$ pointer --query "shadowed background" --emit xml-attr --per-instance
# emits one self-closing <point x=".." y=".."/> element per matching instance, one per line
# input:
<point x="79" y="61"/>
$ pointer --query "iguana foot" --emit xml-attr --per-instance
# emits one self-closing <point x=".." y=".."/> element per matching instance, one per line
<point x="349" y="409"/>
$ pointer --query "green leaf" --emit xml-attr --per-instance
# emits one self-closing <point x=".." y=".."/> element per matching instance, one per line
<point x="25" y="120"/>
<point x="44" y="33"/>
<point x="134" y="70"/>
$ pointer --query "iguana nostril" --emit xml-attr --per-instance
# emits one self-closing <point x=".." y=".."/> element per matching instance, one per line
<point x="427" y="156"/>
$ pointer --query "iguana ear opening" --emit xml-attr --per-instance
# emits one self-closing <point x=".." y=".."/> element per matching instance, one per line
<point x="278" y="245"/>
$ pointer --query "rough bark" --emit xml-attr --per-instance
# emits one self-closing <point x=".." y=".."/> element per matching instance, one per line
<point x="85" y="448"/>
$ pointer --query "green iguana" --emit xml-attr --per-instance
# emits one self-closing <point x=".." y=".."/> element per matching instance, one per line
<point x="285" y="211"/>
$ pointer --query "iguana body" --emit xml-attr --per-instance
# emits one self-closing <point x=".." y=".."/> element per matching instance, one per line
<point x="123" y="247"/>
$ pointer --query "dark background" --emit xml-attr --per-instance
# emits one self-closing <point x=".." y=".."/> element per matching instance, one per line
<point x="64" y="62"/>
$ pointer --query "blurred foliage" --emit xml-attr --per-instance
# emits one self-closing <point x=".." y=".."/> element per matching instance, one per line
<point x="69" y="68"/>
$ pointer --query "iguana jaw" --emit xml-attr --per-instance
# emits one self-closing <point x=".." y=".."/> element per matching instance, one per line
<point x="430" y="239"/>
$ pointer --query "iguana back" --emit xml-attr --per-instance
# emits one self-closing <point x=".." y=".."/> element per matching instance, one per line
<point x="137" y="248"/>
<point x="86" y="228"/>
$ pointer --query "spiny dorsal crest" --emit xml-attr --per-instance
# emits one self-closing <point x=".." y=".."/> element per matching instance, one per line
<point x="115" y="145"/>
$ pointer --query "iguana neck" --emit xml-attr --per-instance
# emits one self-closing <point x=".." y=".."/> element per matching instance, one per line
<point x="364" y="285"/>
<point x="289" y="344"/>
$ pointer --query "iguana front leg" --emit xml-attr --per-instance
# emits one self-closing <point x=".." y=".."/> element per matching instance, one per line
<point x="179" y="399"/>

++++++

Pull out each record as written and restate it exactly.

$ pointer --query "shadowed background" --emit xml-attr --per-instance
# emits one self-closing <point x=".." y=".."/> element per matching instance, one per line
# input:
<point x="79" y="61"/>
$ pointer --query "iguana foot" --emit xml-attr --per-instance
# emits one self-closing <point x=".." y=".."/> element per matching instance, one per line
<point x="349" y="409"/>
$ pointer --query "green leaf" --emit xml-attr --per-instance
# emits one self-closing <point x=".." y=".."/> element per matching instance, one per line
<point x="25" y="120"/>
<point x="44" y="33"/>
<point x="134" y="70"/>
$ pointer --query "iguana nostril" --emit xml-attr --per-instance
# emits one self-closing <point x=".." y=".."/> element per matching instance, one per line
<point x="427" y="156"/>
$ pointer --query "iguana ear opening" --emit xml-attr --per-instance
# emits one self-closing <point x=".." y=".."/> element per matching instance, one per line
<point x="278" y="245"/>
$ pointer --query "rough bark" --emit xml-attr --per-instance
# emits one self-closing <point x=".." y=".."/> element per matching instance, one per line
<point x="85" y="448"/>
$ pointer --query "green iguana" --emit xml-attr --per-instance
# emits one self-closing <point x=".." y=".."/> element per matching instance, one per line
<point x="285" y="211"/>
$ pointer --query "iguana body" --emit xml-attr --per-instance
# emits one self-closing <point x=".." y=".."/> element per matching instance, one per line
<point x="123" y="247"/>
$ pointer --query "dark background" --emit xml-attr --per-instance
# emits one self-closing <point x=".." y=".."/> element per matching instance, one per line
<point x="64" y="62"/>
$ pointer --query "blurred foliage" --emit xml-attr --per-instance
# emits one self-closing <point x=".." y=".."/> element per matching instance, one per line
<point x="69" y="68"/>
$ pointer --query "iguana jaw" --emit xml-attr --per-instance
# emits one self-closing <point x=".." y=".."/> element per matching instance, one per line
<point x="430" y="239"/>
$ pointer --query "iguana back" --emit xml-attr --per-instance
# emits one self-closing <point x=".." y=".."/> element per matching instance, one per line
<point x="137" y="248"/>
<point x="86" y="228"/>
$ pointer --query "spiny dorsal crest" --emit xml-attr --per-instance
# emits one self-closing <point x=".." y=".."/> element per matching instance, one per line
<point x="115" y="145"/>
$ pointer --query "iguana neck" --emit xml-attr --per-instance
# emits one self-closing <point x=".." y=".."/> element per matching instance, one per line
<point x="364" y="285"/>
<point x="289" y="344"/>
$ pointer --query "iguana front leg" --emit xml-attr --per-instance
# emits one self-closing <point x=".." y=".."/> element per matching instance, one per line
<point x="179" y="399"/>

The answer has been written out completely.